> Written task: Copy out every line of the material below word for word, but leave the pictures out.

★ ★ ★ ★

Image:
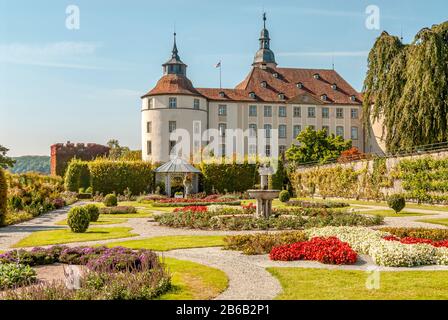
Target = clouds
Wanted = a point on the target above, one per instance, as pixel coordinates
(69, 55)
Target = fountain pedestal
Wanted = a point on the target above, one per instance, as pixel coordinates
(264, 196)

★ ★ ★ ★

> The solution:
Image:
Target = clouds
Wanted = a point on the target above, one per instance, as pixel coordinates
(69, 55)
Target = fountain pedestal
Wanted = a point on the target above, one per instance, as pixel coordinates
(264, 196)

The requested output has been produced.